_Source extract_
Sure enough, there was a child’s high chair standing at the back of the pile, all bent and rusted, with the white plastic tray still connected in front of the seat. In the seat, sitting with it’s legs jutting out the leg holes, as if it was waiting for someone to bring it a bowl of dry Cheerios or a bit of warm porridge, was a dead rooster, covered in flies.
“Oh.” I said lamely. I was flooded suddenly with overwhelming embarrassment. I started babbling ridiculous excuses. I have no idea what I said to my husband, because a myriad of thoughts were running fast and furious, racing through my head all at once.
“Holy crap!" went one thought "It looks like someone purposely set it up that way!”
“That would be an excellent scene set-up for ‘Texas Chainsaw Massacre’.” I also found myself thinking. From there went several thoughts about hillbilly murder movies, Wrong Turn, and others of the like.
Mixed with these sort of disassociated thoughts were ones of complete dismay; thoughts of how this must look to someone who had no experience at all with my family.
I mean, you have to understand that a scene like this wasn’t something new to me.
Other Scenes Like This
One time one of my nephews had brought a girl back to meet the family. He turned in quickly to park under a tree. It was at night, so it was dark, he had his headlights on, and as he turned in, his headlights illuminated the gutted body of a deer that happened to be hanging in that three at that time. The girl shrieked in utter horror and was shook up for the rest of the night. The whole family, including my nephew, has never let her live that down.
Another time the guys went out on a hunting trip. The next morning, my sister got up and stumbled her way into the bathroom, only to find the floor smeared with blood and mud. Stiffened lanky long legs, muddy hooves, fur, and antlers were jutting up at various angles out of the bathtub, and a dead glazed eye peered up at her when she leaned to look in.
Who needs coffee when you can wake up to that in the morning?
We found something like this in there once or twice, too.
Yeah, so, for me, a dead chicken was nothing new. But to be sitting in a high chair like that… all it needed to complete the ensemble was a bib around it’s neck. So I babbled whatever excuses I could think of to my husband while a myriad of thoughts ran through my head. I also started to feel a slight hostility towards my family for having left this here to be found, because it didn’t help at all with the situation I had with my husband.
I walked my husband back up to the car, then went back in the house to hunt down my brother-in-law. Without preamble, I asked, “Why is there a dead chicken sitting in a high chair behind your house?!”
“A what?” He mumbled. “Oh, I, uh, that. I was, I found it, a raccoon, you know, I meant to get rid of it, but…”
He was mumbling and slurring his words, so I knew he had been taking a lot of medication of some sort. Probably pain pills. For his back. You know.
“So you just thought you would set it up in a high chair nice and pretty until you thought to get rid of it?" I said, somewhat exasperated. "You just shocked the shit out of my husband!”
“I was, well…” and then he laughed. “I was, well, I’m sorry!” he said, and kept laughing.
I started smiling too. But I see the humor in everything. Yeah, it was horrifying. Horrifyingly ridiculous. A dead chicken in a high chair. Really? The dinner table in Texas Chainsaw Massacre Flashed through my mind once again.
This is my family. What can I do? So I smirked, and really couldn’t hold to my husband's reaction about the scene in the back yard. I mean, how could I? Out here, this was normal life.
I expect it's hard to define what truly normal is for most people.
These, and other experiences, are what lead me to becoming a Veterinary Technician. I wanted to help animals. But that's a whole other story.

_Excerpted records_

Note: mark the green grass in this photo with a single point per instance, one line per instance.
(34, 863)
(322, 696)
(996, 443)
---
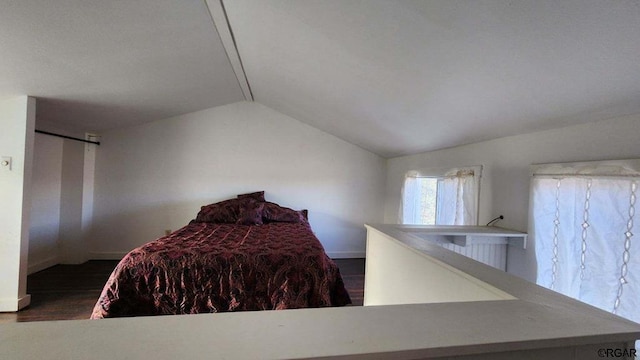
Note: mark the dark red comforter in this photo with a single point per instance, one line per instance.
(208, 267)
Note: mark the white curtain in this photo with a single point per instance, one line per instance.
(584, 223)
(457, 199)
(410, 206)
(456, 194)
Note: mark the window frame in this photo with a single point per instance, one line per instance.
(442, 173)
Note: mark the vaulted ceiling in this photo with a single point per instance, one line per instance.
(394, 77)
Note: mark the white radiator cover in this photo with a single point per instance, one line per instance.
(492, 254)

_Task item A_
In the high chair story, what career does the writer say these experiences led to?
_Task item B_
Give the passage of the high chair story again word for word, starting at the words "I walked my" and ending after the words "back. You know.".

_Written solution A_
Veterinary Technician.

_Written solution B_
I walked my husband back up to the car, then went back in the house to hunt down my brother-in-law. Without preamble, I asked, “Why is there a dead chicken sitting in a high chair behind your house?!”
“A what?” He mumbled. “Oh, I, uh, that. I was, I found it, a raccoon, you know, I meant to get rid of it, but…”
He was mumbling and slurring his words, so I knew he had been taking a lot of medication of some sort. Probably pain pills. For his back. You know.